--- Data records ---

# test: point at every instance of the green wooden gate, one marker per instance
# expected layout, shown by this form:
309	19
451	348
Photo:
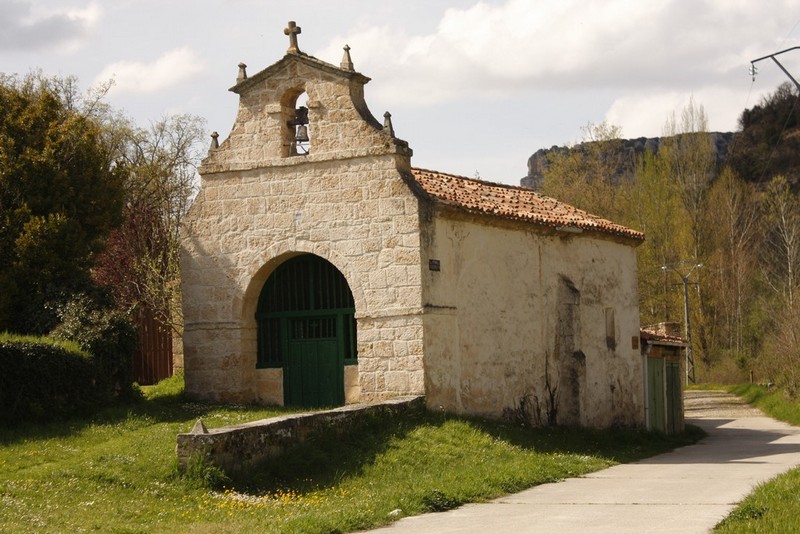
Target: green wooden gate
655	394
674	407
306	326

---

◆ **What the task asks**: Print all of the data exactly, and do not carry over any pictures.

◆ **Expected answer**:
# test: point at every instance of the green wooden gate, one marker per instance
# expected layout, shown by this form:
309	19
451	348
Photo:
Target: green wooden gate
655	394
674	407
306	326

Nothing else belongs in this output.